_To do_:
Rewrite all the items, substituting "line segments" for every occurrence of "straight edges" and leaving everything else unchanged.

[Outline records for named regions]

□ □ □ □ □

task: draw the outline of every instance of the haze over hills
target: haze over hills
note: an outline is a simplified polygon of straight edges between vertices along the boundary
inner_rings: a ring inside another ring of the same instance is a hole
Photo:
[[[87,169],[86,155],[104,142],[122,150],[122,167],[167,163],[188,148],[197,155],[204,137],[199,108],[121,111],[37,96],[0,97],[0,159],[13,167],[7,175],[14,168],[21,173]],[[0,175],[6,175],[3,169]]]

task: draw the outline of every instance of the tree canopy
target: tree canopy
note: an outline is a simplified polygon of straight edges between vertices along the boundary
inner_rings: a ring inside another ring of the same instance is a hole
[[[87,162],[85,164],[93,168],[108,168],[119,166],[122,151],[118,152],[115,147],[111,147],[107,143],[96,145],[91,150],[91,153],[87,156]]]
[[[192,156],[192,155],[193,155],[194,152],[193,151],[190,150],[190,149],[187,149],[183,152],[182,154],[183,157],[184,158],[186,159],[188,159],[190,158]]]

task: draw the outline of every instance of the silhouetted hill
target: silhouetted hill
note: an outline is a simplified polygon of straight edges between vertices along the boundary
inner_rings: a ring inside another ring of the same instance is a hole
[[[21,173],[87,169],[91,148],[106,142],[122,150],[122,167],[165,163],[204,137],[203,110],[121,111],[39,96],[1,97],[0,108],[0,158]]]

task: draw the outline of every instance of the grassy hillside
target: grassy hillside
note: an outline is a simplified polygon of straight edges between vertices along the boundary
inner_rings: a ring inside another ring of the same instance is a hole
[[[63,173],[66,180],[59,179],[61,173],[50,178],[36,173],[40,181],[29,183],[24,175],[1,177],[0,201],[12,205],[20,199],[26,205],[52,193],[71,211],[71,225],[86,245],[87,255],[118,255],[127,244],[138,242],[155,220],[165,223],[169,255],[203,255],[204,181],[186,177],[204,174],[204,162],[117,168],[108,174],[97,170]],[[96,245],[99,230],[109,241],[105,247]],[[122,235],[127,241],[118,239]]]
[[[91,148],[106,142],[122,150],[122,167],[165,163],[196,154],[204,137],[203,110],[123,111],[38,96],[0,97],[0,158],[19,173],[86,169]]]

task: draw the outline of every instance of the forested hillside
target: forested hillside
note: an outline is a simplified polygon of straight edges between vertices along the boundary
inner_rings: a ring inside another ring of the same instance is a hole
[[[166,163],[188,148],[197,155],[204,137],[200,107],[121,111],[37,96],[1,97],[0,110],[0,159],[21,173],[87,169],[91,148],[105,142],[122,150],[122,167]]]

□ □ □ □ □

_Final result_:
task: draw the outline of every instance of the haze over hills
target: haze over hills
note: an outline is a simplified polygon of line segments between vertices along the boundary
inner_rings: a ring inside another ring of the same instance is a hole
Photo:
[[[87,169],[86,155],[104,142],[122,150],[122,167],[167,163],[188,148],[197,155],[204,137],[199,108],[121,111],[37,96],[0,97],[0,159],[13,167],[7,175],[14,168],[21,173]],[[0,175],[6,175],[3,169]]]

task: draw the outline of every instance of the tree canopy
target: tree canopy
note: an outline is a simplified polygon of line segments between vertices along the boundary
inner_rings: a ring inside another ring of the same instance is a hole
[[[87,162],[85,164],[93,168],[108,168],[119,166],[122,151],[118,152],[115,147],[111,147],[107,143],[96,145],[91,150],[91,153],[87,156]]]
[[[192,156],[192,155],[193,155],[194,152],[193,151],[190,150],[190,149],[187,149],[183,152],[182,154],[183,157],[184,158],[186,159],[188,159],[190,158]]]

task: draw the outline of every instance of the silhouetted hill
target: silhouetted hill
note: an outline is a simplified polygon of line segments between vertices along the boundary
inner_rings: a ring inside another ring of the same instance is a hole
[[[21,173],[87,169],[91,148],[106,142],[122,150],[122,167],[165,163],[204,137],[203,110],[121,111],[39,96],[1,97],[0,108],[0,158]]]

task: draw the outline of every instance of the grassy hillside
target: grassy hillside
note: an outline is a simplified polygon of line segments between vertices along the boundary
inner_rings: a ring inside another ring of the same instance is a hole
[[[63,173],[66,180],[59,179],[61,173],[50,178],[36,173],[40,181],[29,183],[24,175],[1,177],[0,201],[12,205],[20,199],[26,205],[52,193],[71,211],[71,225],[86,245],[87,255],[118,255],[127,244],[138,242],[155,220],[165,223],[169,255],[203,255],[204,181],[186,177],[204,174],[204,162],[117,168],[108,174],[97,170]],[[96,245],[99,230],[109,241],[105,247]],[[122,235],[127,241],[118,239]]]
[[[91,148],[106,142],[122,150],[122,167],[165,163],[196,154],[204,137],[203,110],[123,111],[38,96],[0,97],[0,158],[19,173],[86,169]]]

task: draw the outline of every instance of the forested hillside
target: forested hillside
note: an outline is a simplified polygon of line segments between vertices along the boundary
inner_rings: a ring inside another ring of the same instance is a hole
[[[166,163],[188,148],[197,155],[204,137],[200,107],[121,111],[37,96],[1,97],[0,110],[0,159],[21,173],[87,169],[91,148],[105,142],[122,150],[122,167]]]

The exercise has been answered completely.